**TASK INSTRUCTIONS**
Find every line in the items below that contains the word "green", and copy each of those lines.
>> START INPUT DATA
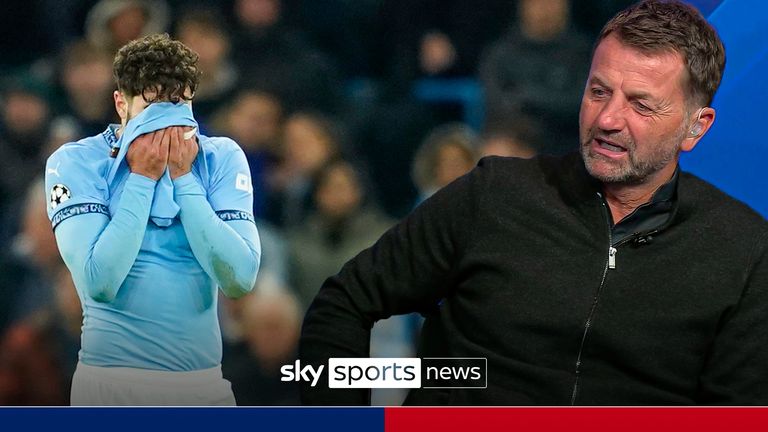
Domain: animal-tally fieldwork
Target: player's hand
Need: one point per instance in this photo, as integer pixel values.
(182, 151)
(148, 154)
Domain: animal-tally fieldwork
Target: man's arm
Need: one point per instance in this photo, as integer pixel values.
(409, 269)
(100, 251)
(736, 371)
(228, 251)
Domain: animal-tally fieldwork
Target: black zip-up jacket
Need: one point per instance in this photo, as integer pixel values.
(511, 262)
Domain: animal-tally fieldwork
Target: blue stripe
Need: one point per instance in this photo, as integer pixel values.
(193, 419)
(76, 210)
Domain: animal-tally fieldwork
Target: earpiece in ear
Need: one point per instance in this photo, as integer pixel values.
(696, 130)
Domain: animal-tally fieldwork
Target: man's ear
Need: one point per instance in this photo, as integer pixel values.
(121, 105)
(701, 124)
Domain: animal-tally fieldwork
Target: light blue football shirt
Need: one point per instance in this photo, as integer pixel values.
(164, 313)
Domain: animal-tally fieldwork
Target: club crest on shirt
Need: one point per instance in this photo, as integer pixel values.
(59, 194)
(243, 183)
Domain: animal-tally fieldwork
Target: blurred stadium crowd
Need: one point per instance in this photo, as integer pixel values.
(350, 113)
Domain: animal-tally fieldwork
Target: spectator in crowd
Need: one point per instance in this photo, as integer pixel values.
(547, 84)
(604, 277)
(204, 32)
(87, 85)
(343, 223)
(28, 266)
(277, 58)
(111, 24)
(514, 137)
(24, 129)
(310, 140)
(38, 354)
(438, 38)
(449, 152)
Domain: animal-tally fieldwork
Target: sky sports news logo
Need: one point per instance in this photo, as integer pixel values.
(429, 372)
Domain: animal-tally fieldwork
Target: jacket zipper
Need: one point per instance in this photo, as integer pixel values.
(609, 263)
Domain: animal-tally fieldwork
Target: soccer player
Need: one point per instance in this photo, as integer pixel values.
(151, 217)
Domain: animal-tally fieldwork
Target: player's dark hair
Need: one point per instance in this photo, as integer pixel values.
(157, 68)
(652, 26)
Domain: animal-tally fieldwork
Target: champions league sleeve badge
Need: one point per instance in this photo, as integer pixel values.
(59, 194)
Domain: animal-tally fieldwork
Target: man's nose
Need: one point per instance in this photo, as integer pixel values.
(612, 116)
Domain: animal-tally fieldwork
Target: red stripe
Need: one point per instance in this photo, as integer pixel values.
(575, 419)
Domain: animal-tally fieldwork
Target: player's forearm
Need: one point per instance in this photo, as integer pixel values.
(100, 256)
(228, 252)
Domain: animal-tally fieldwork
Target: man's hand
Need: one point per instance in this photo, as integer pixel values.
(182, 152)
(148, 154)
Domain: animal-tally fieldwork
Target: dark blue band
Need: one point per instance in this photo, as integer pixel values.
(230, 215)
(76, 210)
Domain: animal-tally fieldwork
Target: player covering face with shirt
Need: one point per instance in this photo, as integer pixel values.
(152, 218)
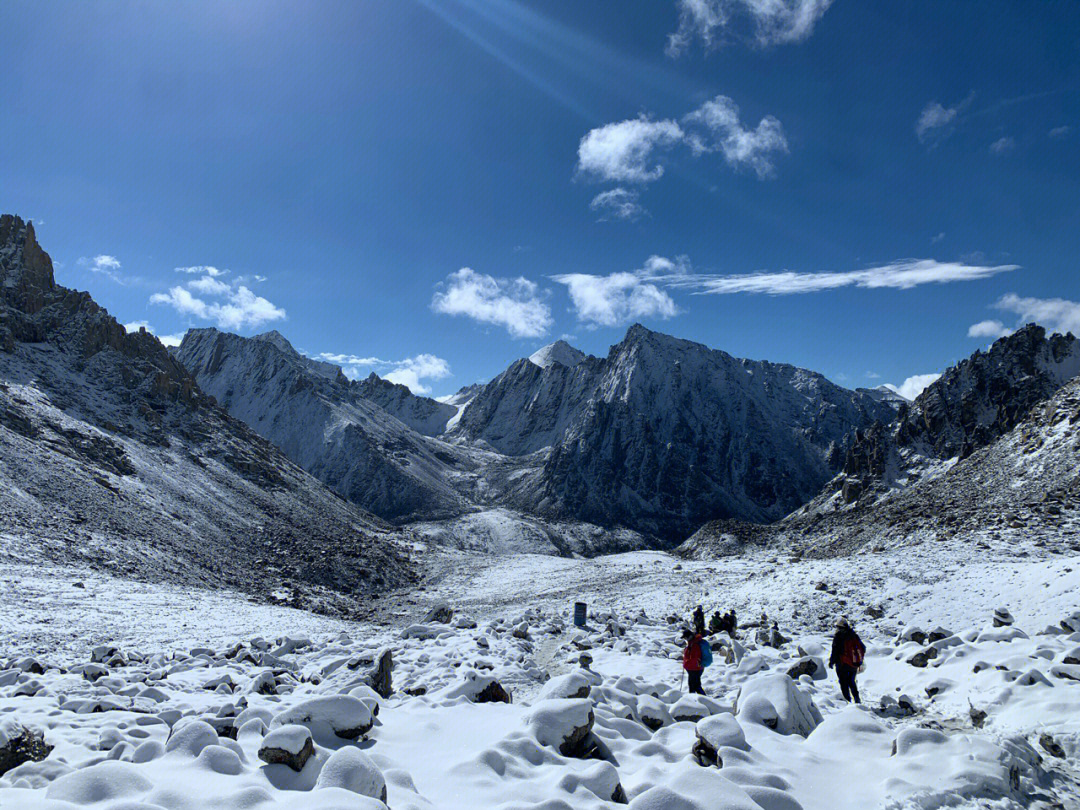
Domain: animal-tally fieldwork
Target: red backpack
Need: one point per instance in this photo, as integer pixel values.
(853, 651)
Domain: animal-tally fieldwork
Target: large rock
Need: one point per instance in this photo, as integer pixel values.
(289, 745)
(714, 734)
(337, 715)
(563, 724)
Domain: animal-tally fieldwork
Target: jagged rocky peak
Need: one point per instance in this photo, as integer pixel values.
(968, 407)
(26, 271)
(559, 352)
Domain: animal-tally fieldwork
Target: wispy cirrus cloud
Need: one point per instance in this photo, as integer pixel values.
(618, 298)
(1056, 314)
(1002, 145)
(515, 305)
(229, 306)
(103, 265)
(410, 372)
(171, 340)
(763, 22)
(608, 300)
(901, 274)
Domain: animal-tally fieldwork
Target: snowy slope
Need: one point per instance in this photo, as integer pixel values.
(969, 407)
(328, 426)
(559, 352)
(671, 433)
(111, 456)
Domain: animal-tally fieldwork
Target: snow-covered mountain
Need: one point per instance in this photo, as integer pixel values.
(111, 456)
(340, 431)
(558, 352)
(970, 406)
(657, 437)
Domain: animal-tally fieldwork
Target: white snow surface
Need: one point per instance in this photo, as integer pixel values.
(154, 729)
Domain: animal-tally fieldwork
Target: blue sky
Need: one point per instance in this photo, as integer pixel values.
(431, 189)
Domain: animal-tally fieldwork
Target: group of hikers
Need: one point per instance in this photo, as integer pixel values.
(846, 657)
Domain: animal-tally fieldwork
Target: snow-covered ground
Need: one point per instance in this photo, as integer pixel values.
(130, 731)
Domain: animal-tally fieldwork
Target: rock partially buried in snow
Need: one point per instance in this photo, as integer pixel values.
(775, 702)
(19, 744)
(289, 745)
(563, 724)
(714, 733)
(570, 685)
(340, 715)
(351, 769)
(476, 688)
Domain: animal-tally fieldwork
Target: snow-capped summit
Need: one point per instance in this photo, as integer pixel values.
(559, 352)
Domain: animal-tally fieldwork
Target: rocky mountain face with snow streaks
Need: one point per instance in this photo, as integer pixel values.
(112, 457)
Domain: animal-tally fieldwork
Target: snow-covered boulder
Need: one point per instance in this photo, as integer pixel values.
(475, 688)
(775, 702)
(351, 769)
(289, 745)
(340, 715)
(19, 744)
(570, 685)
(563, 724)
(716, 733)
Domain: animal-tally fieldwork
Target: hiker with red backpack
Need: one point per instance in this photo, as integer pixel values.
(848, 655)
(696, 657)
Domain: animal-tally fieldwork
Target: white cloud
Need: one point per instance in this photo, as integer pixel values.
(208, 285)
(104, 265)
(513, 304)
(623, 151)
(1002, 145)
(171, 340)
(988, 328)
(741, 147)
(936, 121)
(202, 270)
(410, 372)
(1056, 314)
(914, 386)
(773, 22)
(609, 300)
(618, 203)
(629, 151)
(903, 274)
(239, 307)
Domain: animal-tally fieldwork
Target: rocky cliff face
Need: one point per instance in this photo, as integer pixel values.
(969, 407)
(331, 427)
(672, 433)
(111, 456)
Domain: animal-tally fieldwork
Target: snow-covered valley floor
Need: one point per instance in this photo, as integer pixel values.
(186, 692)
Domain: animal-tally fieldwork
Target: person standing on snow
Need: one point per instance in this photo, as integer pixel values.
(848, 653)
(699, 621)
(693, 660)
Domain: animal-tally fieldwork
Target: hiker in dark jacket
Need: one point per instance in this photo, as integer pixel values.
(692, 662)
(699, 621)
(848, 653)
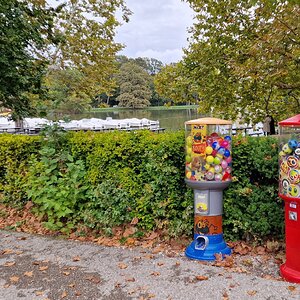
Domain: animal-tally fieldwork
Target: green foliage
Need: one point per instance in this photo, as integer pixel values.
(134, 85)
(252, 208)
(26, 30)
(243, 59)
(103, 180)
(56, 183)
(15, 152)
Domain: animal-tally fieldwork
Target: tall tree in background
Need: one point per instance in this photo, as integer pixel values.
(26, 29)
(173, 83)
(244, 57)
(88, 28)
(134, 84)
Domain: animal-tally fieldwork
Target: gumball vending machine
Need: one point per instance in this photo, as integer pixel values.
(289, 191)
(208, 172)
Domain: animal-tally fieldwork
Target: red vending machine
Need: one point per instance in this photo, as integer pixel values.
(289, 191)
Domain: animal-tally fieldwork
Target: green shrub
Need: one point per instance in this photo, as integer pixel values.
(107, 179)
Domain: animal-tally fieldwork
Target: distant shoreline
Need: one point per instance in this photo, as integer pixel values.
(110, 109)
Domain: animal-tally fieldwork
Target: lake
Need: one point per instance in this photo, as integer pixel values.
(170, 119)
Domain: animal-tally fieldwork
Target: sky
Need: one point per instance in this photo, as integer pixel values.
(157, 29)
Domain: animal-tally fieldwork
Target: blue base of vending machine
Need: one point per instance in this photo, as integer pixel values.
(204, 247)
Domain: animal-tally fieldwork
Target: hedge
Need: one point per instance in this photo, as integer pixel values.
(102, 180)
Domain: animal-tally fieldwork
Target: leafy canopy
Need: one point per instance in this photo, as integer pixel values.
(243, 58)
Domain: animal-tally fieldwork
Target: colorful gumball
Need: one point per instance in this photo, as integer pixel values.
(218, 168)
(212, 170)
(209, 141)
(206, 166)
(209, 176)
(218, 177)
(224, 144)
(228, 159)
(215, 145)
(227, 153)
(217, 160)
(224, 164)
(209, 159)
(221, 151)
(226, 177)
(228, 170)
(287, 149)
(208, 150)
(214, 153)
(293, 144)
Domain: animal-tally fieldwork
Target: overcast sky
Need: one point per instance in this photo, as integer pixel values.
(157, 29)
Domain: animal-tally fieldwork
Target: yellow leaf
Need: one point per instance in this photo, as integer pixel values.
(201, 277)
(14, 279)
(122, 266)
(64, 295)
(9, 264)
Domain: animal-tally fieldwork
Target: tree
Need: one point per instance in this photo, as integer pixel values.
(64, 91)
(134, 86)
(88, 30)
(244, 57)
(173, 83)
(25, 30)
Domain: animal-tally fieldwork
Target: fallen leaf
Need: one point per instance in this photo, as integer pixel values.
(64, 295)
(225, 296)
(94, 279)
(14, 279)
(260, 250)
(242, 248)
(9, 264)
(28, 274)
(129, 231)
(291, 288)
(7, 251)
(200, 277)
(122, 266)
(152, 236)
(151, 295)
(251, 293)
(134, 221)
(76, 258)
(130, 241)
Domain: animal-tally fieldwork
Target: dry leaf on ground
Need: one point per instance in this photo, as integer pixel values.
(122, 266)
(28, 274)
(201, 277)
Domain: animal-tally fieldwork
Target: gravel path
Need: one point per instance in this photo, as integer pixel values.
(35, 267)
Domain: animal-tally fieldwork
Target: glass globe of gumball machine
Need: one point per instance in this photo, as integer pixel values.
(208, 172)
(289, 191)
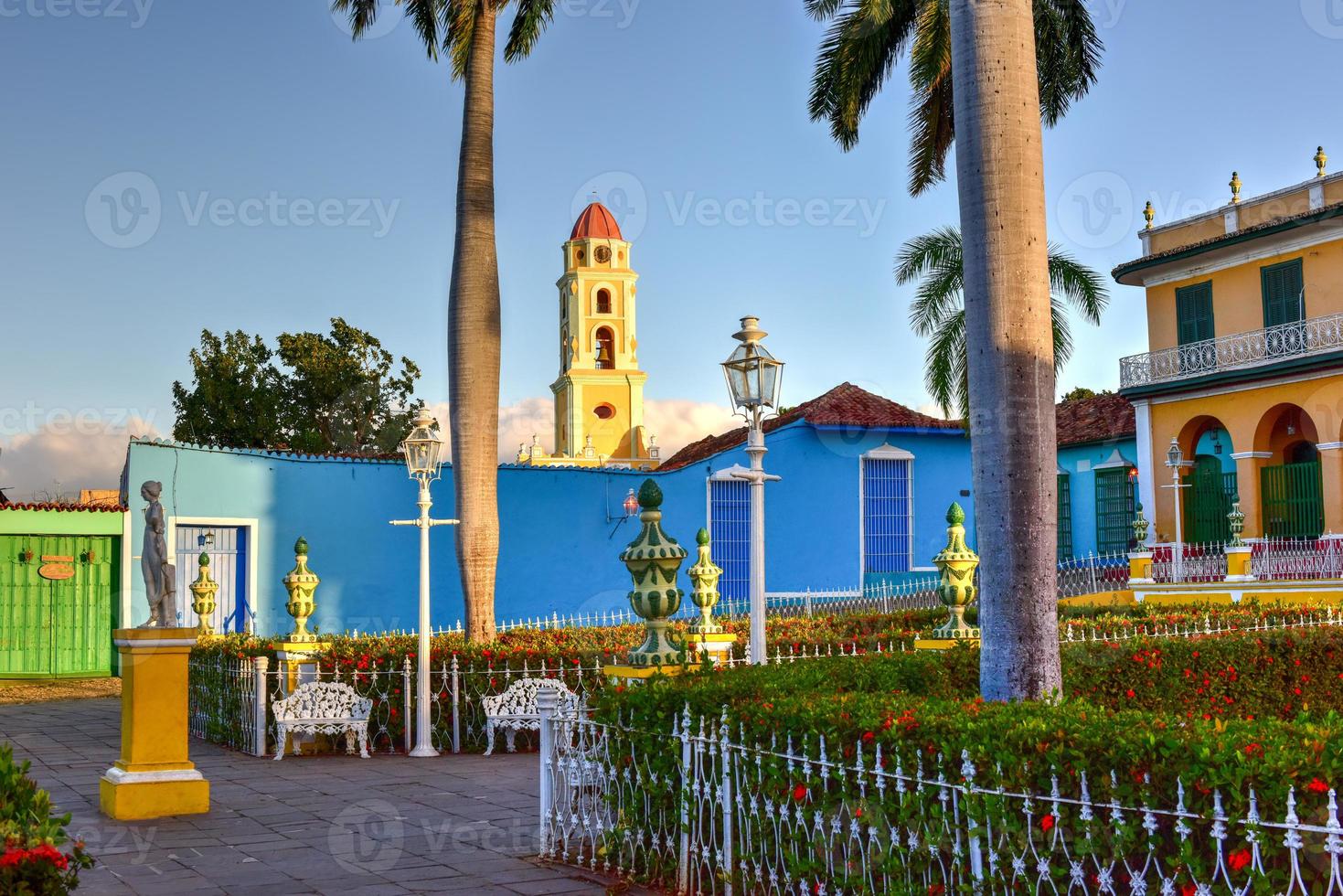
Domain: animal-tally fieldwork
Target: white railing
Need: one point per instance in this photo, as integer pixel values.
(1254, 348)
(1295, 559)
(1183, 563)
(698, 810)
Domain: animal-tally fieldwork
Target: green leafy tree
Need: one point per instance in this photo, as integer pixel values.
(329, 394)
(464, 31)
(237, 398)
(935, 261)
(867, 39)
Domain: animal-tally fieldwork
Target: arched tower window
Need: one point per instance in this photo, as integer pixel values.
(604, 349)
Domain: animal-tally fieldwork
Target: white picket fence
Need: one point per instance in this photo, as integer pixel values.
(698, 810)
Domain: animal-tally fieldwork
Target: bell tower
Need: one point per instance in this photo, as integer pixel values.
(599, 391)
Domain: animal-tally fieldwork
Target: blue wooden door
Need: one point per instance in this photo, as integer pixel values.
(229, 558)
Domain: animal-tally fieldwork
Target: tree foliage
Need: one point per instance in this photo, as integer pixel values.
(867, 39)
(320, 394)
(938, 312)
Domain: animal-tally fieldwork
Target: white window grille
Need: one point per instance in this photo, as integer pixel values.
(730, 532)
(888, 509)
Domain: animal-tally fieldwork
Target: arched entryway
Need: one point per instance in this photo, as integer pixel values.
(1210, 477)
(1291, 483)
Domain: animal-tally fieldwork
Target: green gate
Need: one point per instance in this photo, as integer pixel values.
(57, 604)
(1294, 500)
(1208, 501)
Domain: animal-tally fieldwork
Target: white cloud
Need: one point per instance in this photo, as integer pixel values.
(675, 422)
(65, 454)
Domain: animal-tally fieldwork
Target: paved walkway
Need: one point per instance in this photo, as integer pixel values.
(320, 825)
>> END INPUT DATA
**COMPLETE ANSWER**
Target: green foliage
Target: green shrub
Target: green leafy tree
Target: green gate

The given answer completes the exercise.